Update all of the lines below by changing every "marker" to "point", leaving everything else as it is.

**** MATERIAL FOR THIS TASK

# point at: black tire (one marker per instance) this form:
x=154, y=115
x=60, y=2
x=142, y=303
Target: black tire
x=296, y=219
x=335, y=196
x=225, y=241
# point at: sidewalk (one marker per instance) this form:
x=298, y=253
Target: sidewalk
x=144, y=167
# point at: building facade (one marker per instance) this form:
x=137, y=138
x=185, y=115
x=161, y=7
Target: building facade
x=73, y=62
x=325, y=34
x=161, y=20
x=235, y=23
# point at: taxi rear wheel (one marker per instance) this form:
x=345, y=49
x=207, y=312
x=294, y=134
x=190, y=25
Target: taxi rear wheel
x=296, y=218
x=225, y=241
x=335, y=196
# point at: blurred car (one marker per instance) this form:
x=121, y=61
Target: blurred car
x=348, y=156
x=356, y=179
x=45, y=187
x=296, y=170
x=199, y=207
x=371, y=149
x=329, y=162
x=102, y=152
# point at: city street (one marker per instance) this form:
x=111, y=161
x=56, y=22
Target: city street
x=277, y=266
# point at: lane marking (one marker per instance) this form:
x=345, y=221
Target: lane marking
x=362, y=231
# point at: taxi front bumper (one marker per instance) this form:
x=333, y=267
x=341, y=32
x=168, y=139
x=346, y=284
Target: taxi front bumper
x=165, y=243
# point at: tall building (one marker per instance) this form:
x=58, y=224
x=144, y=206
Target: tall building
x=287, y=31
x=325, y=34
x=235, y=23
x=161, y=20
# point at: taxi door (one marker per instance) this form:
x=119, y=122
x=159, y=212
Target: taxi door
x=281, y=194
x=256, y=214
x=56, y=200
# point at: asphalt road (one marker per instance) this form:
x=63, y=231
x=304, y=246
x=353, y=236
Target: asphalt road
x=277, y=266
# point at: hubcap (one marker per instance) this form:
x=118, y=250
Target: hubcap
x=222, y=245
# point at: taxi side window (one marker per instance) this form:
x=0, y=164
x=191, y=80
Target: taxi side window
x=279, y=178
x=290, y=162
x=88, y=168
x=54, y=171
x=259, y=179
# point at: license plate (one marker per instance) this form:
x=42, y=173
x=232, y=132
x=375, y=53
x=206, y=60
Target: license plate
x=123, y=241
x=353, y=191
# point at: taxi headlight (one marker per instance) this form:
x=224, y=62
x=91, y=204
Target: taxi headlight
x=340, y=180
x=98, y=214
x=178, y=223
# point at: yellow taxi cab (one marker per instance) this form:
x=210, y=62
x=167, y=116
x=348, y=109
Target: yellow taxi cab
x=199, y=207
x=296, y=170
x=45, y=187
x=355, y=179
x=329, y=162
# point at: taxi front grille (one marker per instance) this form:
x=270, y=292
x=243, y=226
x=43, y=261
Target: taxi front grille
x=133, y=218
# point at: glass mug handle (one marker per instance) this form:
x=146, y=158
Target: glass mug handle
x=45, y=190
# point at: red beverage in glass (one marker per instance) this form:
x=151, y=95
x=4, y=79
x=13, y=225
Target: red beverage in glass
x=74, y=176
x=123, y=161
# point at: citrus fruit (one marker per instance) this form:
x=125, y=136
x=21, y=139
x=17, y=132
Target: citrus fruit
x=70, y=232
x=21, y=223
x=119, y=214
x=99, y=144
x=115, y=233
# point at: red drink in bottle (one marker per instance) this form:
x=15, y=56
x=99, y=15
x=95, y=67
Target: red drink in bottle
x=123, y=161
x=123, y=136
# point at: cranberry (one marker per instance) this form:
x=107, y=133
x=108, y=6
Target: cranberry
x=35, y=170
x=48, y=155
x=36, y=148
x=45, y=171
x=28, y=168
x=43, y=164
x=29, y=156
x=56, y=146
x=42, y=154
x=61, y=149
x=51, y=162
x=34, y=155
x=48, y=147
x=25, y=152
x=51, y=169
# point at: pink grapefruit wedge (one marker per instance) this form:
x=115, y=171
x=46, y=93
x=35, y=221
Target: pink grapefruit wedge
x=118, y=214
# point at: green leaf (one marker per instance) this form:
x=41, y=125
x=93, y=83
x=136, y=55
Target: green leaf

********

* **FINISHED ANSWER**:
# point at: black tire (one point per instance) this form:
x=154, y=115
x=60, y=2
x=142, y=303
Target: black tire
x=296, y=219
x=335, y=196
x=225, y=241
# point at: sidewalk (one point per instance) this form:
x=298, y=253
Target: sidewalk
x=144, y=167
# point at: building facade (one point per instance) this form:
x=137, y=138
x=185, y=115
x=161, y=7
Target: building facade
x=73, y=62
x=325, y=34
x=161, y=20
x=235, y=23
# point at: taxi rear wheel (one point per instance) this form:
x=345, y=49
x=207, y=312
x=294, y=134
x=190, y=25
Target: taxi rear wheel
x=296, y=218
x=225, y=241
x=335, y=196
# point at: blurred car (one point per instance) this form:
x=121, y=61
Target: blurred car
x=348, y=156
x=356, y=179
x=45, y=187
x=296, y=170
x=199, y=207
x=371, y=149
x=329, y=162
x=102, y=152
# point at: city street (one point per instance) this form:
x=111, y=161
x=56, y=22
Target: city street
x=277, y=266
# point at: lane marking (one point per instance) this form:
x=345, y=221
Target: lane marking
x=362, y=231
# point at: taxi front bumper (one point per instance) this form:
x=333, y=267
x=341, y=32
x=168, y=139
x=346, y=284
Target: taxi front bumper
x=165, y=243
# point at: tall building (one point per instance) this form:
x=58, y=224
x=144, y=206
Target: tall building
x=287, y=31
x=325, y=34
x=235, y=23
x=161, y=20
# point at: taxi door (one point per instance) this form:
x=119, y=122
x=159, y=212
Target: taxi door
x=281, y=194
x=256, y=214
x=56, y=200
# point at: asphalt road (one point per instance) this form:
x=63, y=231
x=304, y=246
x=353, y=236
Target: asphalt road
x=277, y=266
# point at: hubcap (one point per instance) this form:
x=118, y=250
Target: hubcap
x=222, y=245
# point at: taxi side window (one point per instance) this form:
x=0, y=164
x=191, y=80
Target: taxi side window
x=279, y=178
x=290, y=162
x=88, y=168
x=54, y=171
x=259, y=179
# point at: license plate (one point per instance) this form:
x=42, y=173
x=232, y=132
x=375, y=53
x=206, y=60
Target: license plate
x=123, y=241
x=353, y=191
# point at: taxi headlight (one point per instance) this form:
x=224, y=62
x=91, y=204
Target: taxi headlight
x=340, y=180
x=98, y=214
x=178, y=223
# point at: yellow taxi cab (one point per instance) this form:
x=210, y=62
x=167, y=116
x=348, y=109
Target: yellow taxi cab
x=199, y=207
x=296, y=170
x=45, y=187
x=355, y=179
x=329, y=162
# point at: taxi front grille (one point per instance) this form:
x=270, y=292
x=243, y=226
x=43, y=261
Target: taxi front grille
x=133, y=218
# point at: glass mug handle (one point per instance) this form:
x=146, y=158
Target: glass mug handle
x=45, y=190
# point at: red beverage in glass (one point per instance) this form:
x=151, y=95
x=4, y=79
x=13, y=225
Target: red beverage in glass
x=74, y=176
x=123, y=161
# point at: citrus fruit (one point per instance) this form:
x=125, y=136
x=21, y=139
x=17, y=132
Target: citrus fruit
x=70, y=232
x=21, y=223
x=119, y=214
x=99, y=144
x=115, y=233
# point at: red drink in bottle (one point per instance) this form:
x=15, y=56
x=99, y=15
x=95, y=67
Target: red drink in bottle
x=123, y=161
x=123, y=136
# point at: cranberry (one point per instance) this form:
x=107, y=133
x=108, y=6
Target: cranberry
x=35, y=170
x=48, y=155
x=36, y=148
x=45, y=171
x=28, y=168
x=43, y=164
x=29, y=156
x=56, y=146
x=42, y=154
x=61, y=149
x=51, y=162
x=34, y=155
x=48, y=147
x=25, y=152
x=51, y=169
# point at: pink grapefruit wedge (one point per instance) this form:
x=115, y=171
x=46, y=93
x=35, y=221
Target: pink grapefruit wedge
x=118, y=214
# point at: green leaf (one point per instance) this form:
x=41, y=125
x=93, y=83
x=136, y=55
Target: green leaf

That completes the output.